Find every line in the records that contains the string "forested", matching case exactly, and copy each of those lines.

_DATA PROVIDED_:
▶

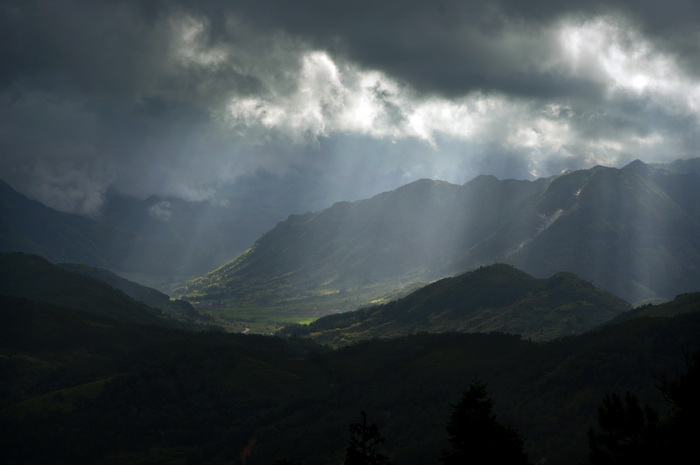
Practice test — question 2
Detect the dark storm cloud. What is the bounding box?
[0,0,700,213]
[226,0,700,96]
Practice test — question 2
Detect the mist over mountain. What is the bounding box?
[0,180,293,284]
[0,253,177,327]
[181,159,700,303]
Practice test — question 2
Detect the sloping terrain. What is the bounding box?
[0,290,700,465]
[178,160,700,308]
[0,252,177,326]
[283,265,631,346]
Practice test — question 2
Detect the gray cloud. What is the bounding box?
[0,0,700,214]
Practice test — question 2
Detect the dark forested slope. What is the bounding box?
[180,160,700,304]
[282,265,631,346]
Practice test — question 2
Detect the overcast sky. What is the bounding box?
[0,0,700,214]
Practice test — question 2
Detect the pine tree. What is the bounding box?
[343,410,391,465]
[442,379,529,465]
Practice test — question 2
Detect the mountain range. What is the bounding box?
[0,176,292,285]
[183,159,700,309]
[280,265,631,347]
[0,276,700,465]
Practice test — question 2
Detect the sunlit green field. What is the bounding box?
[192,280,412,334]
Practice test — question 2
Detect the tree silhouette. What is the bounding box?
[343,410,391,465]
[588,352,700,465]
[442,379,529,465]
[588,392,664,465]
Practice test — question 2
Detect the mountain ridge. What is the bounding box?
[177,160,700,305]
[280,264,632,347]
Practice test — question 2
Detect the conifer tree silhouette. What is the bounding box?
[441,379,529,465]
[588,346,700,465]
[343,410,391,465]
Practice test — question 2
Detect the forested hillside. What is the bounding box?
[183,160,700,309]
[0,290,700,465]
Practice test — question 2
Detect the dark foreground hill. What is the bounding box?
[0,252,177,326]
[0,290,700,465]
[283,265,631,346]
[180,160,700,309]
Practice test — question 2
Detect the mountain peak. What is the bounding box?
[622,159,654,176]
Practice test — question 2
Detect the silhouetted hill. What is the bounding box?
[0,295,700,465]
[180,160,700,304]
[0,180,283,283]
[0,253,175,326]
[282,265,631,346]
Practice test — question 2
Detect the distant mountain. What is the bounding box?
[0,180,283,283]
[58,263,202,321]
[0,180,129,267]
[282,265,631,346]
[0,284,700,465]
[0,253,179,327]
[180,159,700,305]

◀
▶

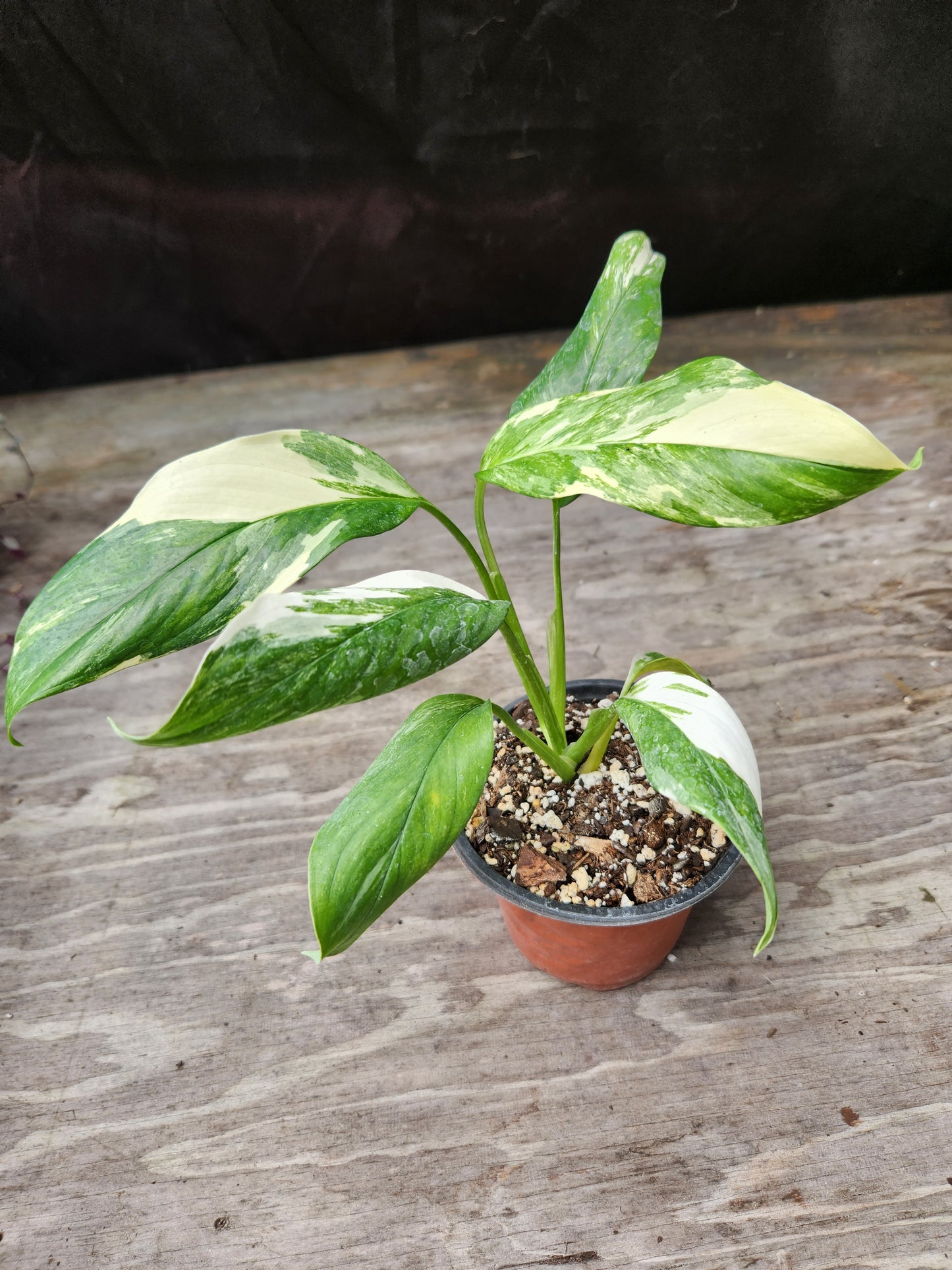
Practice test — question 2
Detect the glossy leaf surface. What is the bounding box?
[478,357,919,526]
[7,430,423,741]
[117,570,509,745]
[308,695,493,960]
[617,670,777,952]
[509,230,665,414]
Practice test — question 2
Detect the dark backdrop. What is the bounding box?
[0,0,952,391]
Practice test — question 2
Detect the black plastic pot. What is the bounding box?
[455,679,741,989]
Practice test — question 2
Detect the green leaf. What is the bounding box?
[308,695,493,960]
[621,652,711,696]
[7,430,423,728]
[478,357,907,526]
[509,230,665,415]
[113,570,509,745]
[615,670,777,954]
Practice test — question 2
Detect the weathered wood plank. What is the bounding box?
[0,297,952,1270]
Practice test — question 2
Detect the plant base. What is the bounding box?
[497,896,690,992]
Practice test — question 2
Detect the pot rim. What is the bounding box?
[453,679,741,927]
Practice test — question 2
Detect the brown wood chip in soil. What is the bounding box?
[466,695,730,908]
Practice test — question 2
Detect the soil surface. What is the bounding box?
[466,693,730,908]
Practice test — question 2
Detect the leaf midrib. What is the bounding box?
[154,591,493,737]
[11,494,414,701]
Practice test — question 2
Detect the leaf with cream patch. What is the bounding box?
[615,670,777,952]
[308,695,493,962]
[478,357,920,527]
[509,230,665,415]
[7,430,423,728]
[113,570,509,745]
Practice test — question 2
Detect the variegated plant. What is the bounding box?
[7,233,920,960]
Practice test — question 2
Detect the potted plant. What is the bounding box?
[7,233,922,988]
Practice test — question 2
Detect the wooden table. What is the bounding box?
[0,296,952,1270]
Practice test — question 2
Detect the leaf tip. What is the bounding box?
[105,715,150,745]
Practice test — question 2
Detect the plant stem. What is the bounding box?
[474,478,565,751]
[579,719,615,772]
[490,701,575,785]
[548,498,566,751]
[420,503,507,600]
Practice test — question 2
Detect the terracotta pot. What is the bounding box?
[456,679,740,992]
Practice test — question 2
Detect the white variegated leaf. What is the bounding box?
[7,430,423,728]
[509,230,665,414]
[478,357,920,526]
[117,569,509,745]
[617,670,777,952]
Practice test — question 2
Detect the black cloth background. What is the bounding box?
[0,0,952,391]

◀

_TASK SOLUTION_:
Detect the dark forested slope. What is the bounding box?
Detect the forested hillside. What is the bounding box?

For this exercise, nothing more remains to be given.